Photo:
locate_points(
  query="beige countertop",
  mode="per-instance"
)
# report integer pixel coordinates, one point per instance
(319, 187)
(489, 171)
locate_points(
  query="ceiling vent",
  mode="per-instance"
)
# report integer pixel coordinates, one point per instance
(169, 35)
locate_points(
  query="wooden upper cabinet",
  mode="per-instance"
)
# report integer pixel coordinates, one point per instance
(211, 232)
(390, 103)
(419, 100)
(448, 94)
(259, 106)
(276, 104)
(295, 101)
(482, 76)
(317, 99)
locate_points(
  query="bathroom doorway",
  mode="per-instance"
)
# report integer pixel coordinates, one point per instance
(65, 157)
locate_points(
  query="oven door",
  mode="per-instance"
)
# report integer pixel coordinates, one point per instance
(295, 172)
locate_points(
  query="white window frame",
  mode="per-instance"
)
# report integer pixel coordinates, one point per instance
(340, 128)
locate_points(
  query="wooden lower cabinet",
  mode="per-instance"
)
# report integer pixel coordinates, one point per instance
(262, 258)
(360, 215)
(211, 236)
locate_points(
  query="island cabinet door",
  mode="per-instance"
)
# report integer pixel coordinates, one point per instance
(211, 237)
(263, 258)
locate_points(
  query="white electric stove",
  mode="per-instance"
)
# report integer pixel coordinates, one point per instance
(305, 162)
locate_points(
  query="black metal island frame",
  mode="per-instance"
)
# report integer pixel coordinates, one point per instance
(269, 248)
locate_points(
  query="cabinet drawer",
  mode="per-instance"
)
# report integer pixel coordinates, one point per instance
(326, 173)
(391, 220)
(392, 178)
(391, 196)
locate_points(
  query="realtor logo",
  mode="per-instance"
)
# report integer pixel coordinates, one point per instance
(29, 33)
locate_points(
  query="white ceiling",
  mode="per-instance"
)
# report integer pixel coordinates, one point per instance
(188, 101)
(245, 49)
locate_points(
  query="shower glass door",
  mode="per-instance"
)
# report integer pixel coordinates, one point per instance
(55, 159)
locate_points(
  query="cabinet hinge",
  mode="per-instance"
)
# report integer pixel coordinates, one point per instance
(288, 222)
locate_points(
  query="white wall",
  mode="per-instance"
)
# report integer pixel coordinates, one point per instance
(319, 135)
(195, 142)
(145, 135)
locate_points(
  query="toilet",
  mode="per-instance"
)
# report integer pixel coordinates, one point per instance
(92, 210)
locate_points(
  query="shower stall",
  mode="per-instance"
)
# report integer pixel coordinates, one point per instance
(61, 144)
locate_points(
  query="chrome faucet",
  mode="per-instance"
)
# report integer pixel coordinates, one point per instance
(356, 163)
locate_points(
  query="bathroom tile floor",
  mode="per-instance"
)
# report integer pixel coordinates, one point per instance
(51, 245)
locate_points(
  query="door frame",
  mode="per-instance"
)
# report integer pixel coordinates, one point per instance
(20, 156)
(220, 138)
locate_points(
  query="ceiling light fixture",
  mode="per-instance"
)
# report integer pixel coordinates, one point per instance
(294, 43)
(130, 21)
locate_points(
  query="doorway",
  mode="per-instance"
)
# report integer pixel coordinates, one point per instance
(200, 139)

= = = = = = =

[WHAT TO PRODUCE] Extract the full listing above without altering anything.

[COMPLETE OUTPUT]
Photo:
locate_points(
  query="beige countertop",
  mode="per-instance"
)
# report integer pixel coordinates, one point per instance
(319, 187)
(489, 171)
locate_points(
  query="ceiling vent",
  mode="per-instance"
)
# report integer pixel coordinates, one point per instance
(169, 35)
locate_points(
  query="wooden upper cabinet",
  mode="per-instance"
)
# report integer pixel coordinates, one point per instance
(211, 232)
(390, 103)
(419, 100)
(448, 94)
(259, 106)
(276, 104)
(295, 101)
(482, 76)
(317, 99)
locate_points(
  query="bathroom doorway",
  mode="per-instance"
)
# report integer pixel coordinates, one point per instance
(65, 157)
locate_points(
  query="oven door",
  mode="per-instance"
)
# report integer pixel coordinates, one point per instance
(295, 172)
locate_points(
  query="white window frame",
  mode="per-instance"
)
# report integer pixel coordinates, one point per instance
(340, 128)
locate_points(
  query="wooden lower cabinet",
  mode="per-instance"
)
# report integer pixel coordinates, one point per instance
(262, 258)
(360, 215)
(211, 236)
locate_points(
  query="island cabinet door",
  mode="per-instance"
)
# report integer pixel coordinates, one point per instance
(211, 237)
(263, 258)
locate_points(
  query="white electric stove",
  mode="per-instance"
)
# report integer pixel coordinates, one point per instance
(305, 162)
locate_points(
  query="black metal island frame",
  mode="per-instance"
)
# report integer pixel coordinates, one point per instance
(269, 248)
locate_points(
  query="cabinet drawer",
  mode="per-instance"
)
# report integer pixel coordinates, one point per instance
(326, 173)
(391, 220)
(392, 178)
(391, 196)
locate_points(
  query="realtor logo",
  mode="per-instance"
)
# report integer pixel coordinates, one point per instance
(29, 33)
locate_points(
  query="white ceiling",
  mode="per-instance"
)
# report integer pixel coordinates, one point per instance
(188, 101)
(245, 49)
locate_points(
  query="shower glass door",
  mode="per-instance"
)
# report integer pixel coordinates, one point per instance
(55, 159)
locate_points(
  query="cabinet hinge",
  mode="per-instance"
)
# report integer pixel coordinates, one point per instance
(288, 222)
locate_points(
  query="white wall",
  mode="per-instance"
)
# report integer pixel coordinates, one point per instance
(319, 135)
(195, 142)
(145, 135)
locate_points(
  query="toilet",
  mode="per-instance"
)
# report integer pixel coordinates, one point per instance
(92, 210)
locate_points(
  query="shower stall",
  mode="per-instance"
)
# report integer pixel coordinates, one point per instance
(61, 144)
locate_points(
  query="chrome faucet",
  mode="per-instance"
)
# report integer pixel coordinates, one point per instance
(356, 163)
locate_points(
  query="bathroom tile floor",
  mode="per-instance"
)
# report integer pixel coordinates, one point per instance
(51, 245)
locate_points(
  query="door frame",
  mode="per-instance"
)
# report integer pixel coordinates, one point per instance
(20, 156)
(220, 138)
locate_points(
  query="ceiling light fixture",
  mode="per-instance"
)
# report integer pixel coordinates, one point per instance
(294, 43)
(130, 21)
locate_points(
  query="doorway",
  mode="per-instance"
)
# report integer pixel coordinates, one point per instance
(200, 139)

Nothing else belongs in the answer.